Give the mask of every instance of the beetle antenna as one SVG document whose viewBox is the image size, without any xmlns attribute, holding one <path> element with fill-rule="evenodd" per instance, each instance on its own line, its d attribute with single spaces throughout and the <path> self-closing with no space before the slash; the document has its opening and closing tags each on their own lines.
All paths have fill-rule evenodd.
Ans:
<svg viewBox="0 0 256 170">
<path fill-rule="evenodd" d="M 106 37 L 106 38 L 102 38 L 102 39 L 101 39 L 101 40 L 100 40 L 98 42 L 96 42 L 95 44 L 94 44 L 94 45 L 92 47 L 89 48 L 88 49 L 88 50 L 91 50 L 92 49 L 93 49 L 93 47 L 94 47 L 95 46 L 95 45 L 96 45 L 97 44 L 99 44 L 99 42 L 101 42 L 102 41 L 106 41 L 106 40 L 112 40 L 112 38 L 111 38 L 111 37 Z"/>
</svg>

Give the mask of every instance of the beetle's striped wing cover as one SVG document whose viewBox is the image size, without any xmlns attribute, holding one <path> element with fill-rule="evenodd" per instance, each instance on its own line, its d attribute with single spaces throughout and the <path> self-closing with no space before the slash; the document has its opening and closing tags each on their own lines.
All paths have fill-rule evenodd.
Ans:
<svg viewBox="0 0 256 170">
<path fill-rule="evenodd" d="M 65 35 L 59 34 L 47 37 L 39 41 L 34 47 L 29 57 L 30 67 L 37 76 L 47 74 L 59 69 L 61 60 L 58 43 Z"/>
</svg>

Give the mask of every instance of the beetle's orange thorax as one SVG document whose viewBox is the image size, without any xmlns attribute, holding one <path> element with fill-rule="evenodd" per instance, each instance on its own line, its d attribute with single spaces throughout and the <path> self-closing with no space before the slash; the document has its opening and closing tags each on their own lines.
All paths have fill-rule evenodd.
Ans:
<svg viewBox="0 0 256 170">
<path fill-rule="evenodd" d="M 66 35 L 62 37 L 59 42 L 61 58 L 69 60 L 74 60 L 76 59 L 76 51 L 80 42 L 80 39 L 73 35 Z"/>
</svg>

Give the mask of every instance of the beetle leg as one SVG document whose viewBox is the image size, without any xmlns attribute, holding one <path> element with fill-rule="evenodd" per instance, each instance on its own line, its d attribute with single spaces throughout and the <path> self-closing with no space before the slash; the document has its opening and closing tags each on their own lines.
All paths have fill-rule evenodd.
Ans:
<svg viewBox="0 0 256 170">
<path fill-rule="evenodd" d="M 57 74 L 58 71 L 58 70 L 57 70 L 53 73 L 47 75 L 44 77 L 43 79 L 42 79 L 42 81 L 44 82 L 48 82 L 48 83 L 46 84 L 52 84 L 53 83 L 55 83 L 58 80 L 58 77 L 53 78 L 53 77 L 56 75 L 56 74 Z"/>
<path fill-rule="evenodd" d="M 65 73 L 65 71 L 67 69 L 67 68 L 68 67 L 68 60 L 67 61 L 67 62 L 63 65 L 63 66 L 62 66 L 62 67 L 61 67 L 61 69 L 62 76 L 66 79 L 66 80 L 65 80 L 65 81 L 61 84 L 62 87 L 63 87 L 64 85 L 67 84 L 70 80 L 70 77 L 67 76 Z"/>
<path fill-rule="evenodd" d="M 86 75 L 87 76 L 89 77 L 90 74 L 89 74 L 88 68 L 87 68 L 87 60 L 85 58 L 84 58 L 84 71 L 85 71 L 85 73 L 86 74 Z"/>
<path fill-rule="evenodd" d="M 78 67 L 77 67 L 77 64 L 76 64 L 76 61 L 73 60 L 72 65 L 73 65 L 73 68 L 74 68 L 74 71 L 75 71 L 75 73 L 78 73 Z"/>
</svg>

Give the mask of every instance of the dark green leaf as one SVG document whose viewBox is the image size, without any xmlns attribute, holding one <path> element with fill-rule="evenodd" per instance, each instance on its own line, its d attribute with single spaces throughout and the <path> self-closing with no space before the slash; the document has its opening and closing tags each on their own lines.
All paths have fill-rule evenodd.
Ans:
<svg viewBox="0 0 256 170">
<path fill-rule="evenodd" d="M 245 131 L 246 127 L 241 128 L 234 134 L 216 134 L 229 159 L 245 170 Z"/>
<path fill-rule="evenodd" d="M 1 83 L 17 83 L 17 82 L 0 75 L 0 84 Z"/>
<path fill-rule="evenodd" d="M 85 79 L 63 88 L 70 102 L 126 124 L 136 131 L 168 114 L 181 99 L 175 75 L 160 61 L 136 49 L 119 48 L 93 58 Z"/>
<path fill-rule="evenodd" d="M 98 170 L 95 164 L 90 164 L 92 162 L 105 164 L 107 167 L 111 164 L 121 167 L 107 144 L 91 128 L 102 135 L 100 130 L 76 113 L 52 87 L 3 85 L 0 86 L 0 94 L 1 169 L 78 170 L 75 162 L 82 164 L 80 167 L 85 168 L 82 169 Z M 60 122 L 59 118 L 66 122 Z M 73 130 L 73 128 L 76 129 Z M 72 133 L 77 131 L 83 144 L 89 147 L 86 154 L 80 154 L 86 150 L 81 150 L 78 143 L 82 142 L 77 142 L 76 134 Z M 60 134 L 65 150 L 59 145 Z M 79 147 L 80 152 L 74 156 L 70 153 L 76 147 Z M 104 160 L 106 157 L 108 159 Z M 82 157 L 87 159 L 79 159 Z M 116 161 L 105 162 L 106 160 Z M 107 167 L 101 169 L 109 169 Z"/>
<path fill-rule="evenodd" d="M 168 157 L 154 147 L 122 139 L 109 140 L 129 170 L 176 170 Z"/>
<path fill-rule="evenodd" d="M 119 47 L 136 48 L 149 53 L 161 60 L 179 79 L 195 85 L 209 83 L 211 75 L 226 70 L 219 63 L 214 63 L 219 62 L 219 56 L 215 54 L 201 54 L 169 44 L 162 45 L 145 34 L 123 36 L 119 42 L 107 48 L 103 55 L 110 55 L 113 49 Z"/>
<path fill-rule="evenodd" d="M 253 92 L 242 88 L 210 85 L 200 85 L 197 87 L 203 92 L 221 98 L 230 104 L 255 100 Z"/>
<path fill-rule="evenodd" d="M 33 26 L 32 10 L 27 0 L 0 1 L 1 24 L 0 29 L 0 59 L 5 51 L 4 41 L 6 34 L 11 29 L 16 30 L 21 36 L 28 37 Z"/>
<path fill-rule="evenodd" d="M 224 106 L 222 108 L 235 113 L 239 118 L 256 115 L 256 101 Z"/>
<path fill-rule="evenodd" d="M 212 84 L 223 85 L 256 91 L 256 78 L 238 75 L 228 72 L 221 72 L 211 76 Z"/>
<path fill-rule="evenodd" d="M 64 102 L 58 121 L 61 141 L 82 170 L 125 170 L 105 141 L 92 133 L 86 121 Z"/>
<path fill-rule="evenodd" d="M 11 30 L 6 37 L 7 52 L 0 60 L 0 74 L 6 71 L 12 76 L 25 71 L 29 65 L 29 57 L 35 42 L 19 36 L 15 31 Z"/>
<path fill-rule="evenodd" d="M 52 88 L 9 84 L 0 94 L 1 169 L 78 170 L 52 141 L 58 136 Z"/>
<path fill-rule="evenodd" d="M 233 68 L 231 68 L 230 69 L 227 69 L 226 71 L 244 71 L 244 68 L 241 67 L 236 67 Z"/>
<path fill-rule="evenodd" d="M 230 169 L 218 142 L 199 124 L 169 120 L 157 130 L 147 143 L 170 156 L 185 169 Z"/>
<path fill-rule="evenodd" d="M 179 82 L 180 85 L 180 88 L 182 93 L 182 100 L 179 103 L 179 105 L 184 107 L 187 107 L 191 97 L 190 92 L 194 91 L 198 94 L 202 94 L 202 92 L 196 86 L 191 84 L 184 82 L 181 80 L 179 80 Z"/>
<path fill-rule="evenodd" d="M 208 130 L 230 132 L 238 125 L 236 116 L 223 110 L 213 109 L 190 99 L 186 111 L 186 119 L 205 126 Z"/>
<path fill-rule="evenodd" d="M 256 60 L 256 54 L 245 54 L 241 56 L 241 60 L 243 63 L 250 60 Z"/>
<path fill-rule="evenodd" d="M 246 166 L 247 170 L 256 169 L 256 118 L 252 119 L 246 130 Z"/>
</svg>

•••

* _SHORT PROBLEM_:
Copy out, character for character, the lines of the records starting at the line that contains "Give the mask of every instance of the dark" and ending at the line that contains "1 83 L 17 83", including both of those lines.

* _COMPLETE OUTPUT_:
Give the mask of every instance of the dark green leaf as one SVG document whose viewBox is the image size, without any xmlns attribute, holding one <path> element with fill-rule="evenodd" per instance, each instance on its own line, its d attribute with single spaces throughout and the <path> self-closing with no space before the slash; the document has its opening and closing tags each on their own lines.
All paths have fill-rule evenodd.
Ans:
<svg viewBox="0 0 256 170">
<path fill-rule="evenodd" d="M 245 131 L 246 127 L 241 128 L 234 134 L 216 134 L 229 159 L 245 170 Z"/>
<path fill-rule="evenodd" d="M 1 83 L 17 83 L 17 82 L 0 75 L 0 84 Z"/>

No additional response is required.